Исходный фрагмент |
● ● ● ●

Приезжает в Бордо, город, где я жил, мусульманин. Что он видит? Гей-парады, девушек в мини-юбках, пьянство на улицах… Думаете, он хочет быть таким же? Нет, ему просто надо заработать деньги для своей семьи. Если бы во Франции была сильная национальная идентичность, выходец из Северной или Экваториальной Африки с большим трудом, но все-таки ассимилировался бы. Но никто не заставляет его вести себя, одеваться определенным образом, а потому французами иммигранты не становятся. В принципе везде в ЕС происходят похожие вещи.

─ Недавнее самоубийство в Соборе Парижской Богоматери возмущенного политикой государства писателя Доминика Веннера показывает: в Пятой республике явно что-то не так…

─ Трудно понять, почему во Франции существует такая огромная пропасть между народом и политикой! Акции протеста против принятия закона об однополых браках собирают до миллиона человек на улицах Парижа. По статистике, в стране гомосексуален только один процент всех пар, но во Франции очень влиятельное гомосексуальное лобби. Об этом не говорят, однако представителей нетрадиционной сексуальной ориентации хватает даже в ультраправом НФ! Есть тенденция уничтожать страну и традиционную семью. А это ключевые понятия для любого общества.

● ● ● ●

Задания |
1. Повторите дословно отрывок интервью о Франции начиная со слов «Приезжает в Бордо, город, где» и до слов «происходят похожие вещи.» включительно.
2. Подхватите интервью о Франции и продолжите его сразу после последнего приведенного предложения.

● ● ● ●

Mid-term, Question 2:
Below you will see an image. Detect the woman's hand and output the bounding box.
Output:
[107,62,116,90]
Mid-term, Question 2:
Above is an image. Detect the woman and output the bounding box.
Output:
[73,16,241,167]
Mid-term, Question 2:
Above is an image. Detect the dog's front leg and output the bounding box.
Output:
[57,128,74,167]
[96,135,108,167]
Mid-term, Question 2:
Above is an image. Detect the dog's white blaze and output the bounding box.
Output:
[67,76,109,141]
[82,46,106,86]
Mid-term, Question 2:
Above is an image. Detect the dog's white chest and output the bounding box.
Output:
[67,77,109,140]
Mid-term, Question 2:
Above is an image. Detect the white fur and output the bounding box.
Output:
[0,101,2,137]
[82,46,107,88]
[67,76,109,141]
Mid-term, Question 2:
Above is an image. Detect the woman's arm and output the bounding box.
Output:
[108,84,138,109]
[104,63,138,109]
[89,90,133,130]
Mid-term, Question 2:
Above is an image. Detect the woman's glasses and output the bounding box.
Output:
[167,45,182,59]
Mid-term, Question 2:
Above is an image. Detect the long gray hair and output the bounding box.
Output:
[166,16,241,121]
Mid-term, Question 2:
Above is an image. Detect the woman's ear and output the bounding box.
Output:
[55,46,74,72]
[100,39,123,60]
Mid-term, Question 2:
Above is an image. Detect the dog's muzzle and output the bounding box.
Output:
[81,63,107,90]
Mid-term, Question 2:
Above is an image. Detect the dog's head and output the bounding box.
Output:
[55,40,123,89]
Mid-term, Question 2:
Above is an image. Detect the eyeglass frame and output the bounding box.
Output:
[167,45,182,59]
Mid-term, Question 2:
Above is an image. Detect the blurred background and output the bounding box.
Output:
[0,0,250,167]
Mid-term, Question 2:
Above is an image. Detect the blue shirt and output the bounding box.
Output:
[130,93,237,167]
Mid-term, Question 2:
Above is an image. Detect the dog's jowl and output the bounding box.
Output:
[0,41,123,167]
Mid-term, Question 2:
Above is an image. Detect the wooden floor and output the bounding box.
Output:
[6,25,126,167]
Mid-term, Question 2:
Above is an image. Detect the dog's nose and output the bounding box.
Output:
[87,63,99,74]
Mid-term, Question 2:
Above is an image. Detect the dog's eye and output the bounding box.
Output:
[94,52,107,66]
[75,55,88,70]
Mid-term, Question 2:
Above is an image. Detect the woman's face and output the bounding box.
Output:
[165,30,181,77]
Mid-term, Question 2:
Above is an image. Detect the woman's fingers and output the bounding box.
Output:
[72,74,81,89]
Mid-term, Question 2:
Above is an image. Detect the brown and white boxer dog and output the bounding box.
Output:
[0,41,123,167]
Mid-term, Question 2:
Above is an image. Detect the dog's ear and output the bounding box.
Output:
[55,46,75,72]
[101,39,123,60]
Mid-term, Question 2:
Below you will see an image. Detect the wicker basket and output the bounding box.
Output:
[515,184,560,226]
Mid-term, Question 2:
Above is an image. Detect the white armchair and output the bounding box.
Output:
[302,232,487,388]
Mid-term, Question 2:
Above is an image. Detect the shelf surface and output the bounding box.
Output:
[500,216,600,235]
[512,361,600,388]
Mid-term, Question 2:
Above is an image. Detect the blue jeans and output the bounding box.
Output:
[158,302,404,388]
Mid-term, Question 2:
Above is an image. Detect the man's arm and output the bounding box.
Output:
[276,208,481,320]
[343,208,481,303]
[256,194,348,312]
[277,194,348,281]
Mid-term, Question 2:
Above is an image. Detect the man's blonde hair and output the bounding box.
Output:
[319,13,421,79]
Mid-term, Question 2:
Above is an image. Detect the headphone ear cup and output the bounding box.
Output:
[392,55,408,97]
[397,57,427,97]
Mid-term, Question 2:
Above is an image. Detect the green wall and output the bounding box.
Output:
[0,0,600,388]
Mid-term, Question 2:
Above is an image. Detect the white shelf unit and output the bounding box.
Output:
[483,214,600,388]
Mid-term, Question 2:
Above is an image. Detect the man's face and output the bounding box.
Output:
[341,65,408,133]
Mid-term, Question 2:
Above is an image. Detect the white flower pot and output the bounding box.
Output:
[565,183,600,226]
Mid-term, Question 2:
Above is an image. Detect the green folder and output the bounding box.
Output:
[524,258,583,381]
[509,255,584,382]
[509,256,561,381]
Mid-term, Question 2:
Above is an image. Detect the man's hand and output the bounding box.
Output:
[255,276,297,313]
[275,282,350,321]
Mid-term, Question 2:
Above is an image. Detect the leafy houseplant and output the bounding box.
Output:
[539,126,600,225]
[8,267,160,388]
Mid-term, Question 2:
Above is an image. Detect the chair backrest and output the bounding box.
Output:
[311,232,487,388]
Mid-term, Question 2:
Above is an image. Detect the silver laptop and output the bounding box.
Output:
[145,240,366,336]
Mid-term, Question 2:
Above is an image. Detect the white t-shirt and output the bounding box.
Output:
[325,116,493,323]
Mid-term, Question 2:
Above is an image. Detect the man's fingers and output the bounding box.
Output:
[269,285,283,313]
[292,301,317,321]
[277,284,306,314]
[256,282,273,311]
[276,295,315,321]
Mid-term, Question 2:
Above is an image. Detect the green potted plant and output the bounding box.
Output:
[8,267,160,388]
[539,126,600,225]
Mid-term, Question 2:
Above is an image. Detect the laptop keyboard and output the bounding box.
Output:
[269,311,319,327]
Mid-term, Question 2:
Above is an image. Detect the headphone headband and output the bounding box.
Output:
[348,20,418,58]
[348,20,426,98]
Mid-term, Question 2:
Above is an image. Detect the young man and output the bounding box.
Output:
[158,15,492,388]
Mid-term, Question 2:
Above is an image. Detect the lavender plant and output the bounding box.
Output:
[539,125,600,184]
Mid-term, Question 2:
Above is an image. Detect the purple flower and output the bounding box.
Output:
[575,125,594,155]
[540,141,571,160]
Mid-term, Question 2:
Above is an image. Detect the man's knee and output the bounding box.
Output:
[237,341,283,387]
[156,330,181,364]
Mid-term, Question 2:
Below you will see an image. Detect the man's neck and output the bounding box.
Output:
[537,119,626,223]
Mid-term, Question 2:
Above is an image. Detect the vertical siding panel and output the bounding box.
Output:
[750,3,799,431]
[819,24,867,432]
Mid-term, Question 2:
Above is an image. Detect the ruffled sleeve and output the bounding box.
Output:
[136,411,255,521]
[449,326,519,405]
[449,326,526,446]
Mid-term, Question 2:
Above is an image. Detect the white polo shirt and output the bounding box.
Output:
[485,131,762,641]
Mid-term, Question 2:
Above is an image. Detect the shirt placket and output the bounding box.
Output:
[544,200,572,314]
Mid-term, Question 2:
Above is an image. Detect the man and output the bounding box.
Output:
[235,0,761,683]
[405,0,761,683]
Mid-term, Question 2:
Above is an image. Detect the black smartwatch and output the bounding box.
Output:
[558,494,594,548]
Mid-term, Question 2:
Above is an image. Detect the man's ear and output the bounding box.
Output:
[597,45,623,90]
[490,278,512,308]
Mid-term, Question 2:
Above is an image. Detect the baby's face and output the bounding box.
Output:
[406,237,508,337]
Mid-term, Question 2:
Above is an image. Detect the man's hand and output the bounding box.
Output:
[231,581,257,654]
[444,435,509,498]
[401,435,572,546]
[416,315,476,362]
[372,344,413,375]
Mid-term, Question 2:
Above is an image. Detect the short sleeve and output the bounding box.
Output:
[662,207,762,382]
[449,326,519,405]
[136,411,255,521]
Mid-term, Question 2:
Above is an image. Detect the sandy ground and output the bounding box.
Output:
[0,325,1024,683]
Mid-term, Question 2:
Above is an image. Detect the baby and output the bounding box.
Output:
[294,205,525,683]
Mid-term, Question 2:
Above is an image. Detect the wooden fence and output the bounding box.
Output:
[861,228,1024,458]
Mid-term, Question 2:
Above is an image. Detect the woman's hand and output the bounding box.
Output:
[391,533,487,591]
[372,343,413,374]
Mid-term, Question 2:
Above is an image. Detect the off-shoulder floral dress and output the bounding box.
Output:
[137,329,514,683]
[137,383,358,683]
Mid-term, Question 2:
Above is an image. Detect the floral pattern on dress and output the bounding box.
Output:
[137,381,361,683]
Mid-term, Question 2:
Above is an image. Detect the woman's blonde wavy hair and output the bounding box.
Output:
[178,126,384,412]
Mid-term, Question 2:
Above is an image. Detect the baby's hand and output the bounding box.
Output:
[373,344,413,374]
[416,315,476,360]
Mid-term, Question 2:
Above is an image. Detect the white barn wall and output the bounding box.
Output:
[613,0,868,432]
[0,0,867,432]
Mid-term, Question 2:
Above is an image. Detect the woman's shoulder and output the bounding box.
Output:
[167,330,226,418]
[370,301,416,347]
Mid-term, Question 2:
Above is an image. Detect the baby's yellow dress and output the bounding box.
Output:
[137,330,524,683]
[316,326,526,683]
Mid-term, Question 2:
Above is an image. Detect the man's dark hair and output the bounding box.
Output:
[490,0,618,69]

● ● ● ●

Ответы по номерам |
1.
Приезжает в Бордо, город, где я жил, мусульманин. Что он видит? Гей-парады, девушек в мини-юбках, пьянство на улицах… Думаете, он хочет быть таким же? Нет, ему просто надо заработать деньги для своей семьи. Если бы во Франции была сильная национальная идентичность, выходец из Северной или Экваториальной Африки с большим трудом, но все-таки ассимилировался бы. Но никто не заставляет его вести себя, одеваться определенным образом, а потому французами иммигранты не становятся. В принципе везде в ЕС происходят похожие вещи.

2.
Патриотизм

─ Что вы думаете о поступке Депардье? И вообще − о патриотизме.

─ Депардье получил российское гражданство, но он не будет здесь налоговым резидентом. Уверен, он будет жить больше шести месяцев в году в Бельгии и заплатит основную часть налогов там. Многие французы сегодня так делают.
Но при этом Депардье − настоящий француз. Понимаете, после того, как ушел де Голль, очень тяжело быть патриотом Франции. Если вы любите эту страну, то вы против нее такой, какая она сегодня. С начала 70-х и по сей день Франция ежедневно деградировала. Уход де Голля стал концом независимости. Люди, которые пришли после него во главе с новым президентом Жоржем Помпиду, который был генеральным управляющим банка Rothschild Frères, сделали так, что Франция стала все больше и больше брать зарубежных кредитов. В свою очередь французская компартия (ФКП) постепенно скатилась в еврокоммунизм, отказалась от целей, которые ставил перед собой СССР. И стала терять голоса, пока не растеряла почти все (их у ФКП сегодня около 2%). Конечно, всех патриотов во власти, которые были там с де Голлем, постепенно вытеснили.

─ «Красный май» считается довольно удачной попыткой рабочего класса и студенчества отстоять свои права.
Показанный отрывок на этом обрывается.